---------- Selected passage ----------

RICHMOND, Va. (WRIC) — Gov. Ralph Northam sent a clear message to businesses at his COVID-19 update on Thursday: Plan to be able to lift capacity restrictions and social distancing requirements on June 15.
Northam said, to move forward with that plan, the state’s coronavirus data has to continue trending in the right direction and more people have to get vaccinated. While Northam isn’t setting specific metrics that need to be met, he said the state is on track.
Currently, Virginia’s seven-day average is at its lowest since October 2020. Plus, hospitalizations and deaths have fallen dramatically, according to Northam.
“The data gives us a clear message: The vaccines are working,” Northam said.
Northam is still not setting a firm date for ending the mask mandate. Instead, he plans to follow the CDC’s lead. Last week, he adjusted his executive order in response to updated federal guidelines saying fully vaccinated people don’t have to wear a mask outdoors unless they’re in a crowd.

---------- Exercise data ----------

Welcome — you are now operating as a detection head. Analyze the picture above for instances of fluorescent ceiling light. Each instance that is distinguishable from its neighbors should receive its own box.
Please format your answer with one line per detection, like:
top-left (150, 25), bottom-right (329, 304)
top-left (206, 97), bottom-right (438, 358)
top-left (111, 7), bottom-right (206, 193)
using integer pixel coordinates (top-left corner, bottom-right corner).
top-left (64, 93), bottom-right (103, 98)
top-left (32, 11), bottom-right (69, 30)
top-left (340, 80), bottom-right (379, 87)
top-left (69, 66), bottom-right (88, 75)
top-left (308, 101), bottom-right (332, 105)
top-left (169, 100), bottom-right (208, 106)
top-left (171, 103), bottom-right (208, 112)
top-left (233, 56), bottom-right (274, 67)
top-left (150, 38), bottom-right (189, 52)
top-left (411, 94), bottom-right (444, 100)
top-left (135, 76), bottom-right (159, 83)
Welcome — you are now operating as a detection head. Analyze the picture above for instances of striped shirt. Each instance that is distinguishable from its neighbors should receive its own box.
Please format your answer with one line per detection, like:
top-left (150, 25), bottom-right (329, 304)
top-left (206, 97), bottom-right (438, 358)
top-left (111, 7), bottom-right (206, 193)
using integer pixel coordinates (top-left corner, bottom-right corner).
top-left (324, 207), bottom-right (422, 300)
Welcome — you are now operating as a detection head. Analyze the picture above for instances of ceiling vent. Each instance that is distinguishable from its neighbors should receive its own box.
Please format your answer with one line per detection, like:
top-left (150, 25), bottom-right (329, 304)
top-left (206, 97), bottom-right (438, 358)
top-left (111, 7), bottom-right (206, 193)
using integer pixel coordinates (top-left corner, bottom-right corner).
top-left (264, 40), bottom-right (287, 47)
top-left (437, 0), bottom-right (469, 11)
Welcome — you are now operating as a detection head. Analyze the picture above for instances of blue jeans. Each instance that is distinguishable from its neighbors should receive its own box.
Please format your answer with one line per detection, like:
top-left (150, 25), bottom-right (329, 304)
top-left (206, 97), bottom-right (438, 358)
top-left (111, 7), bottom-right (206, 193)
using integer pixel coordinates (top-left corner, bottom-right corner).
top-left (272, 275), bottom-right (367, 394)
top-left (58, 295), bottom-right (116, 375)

----------

■ Work instructions
• A. List every named day of the week, calendar date, or month and year that appears in the news report on Northam's COVID-19 update.
• B. Copy the news report on Northam's COVID-19 update from "RICHMOND, Va. (WRIC)" to "is on track.".

■ Replies
• A.
Thursday
June 15
October 2020

• B.
RICHMOND, Va. (WRIC) — Gov. Ralph Northam sent a clear message to businesses at his COVID-19 update on Thursday: Plan to be able to lift capacity restrictions and social distancing requirements on June 15.
Northam said, to move forward with that plan, the state’s coronavirus data has to continue trending in the right direction and more people have to get vaccinated. While Northam isn’t setting specific metrics that need to be met, he said the state is on track.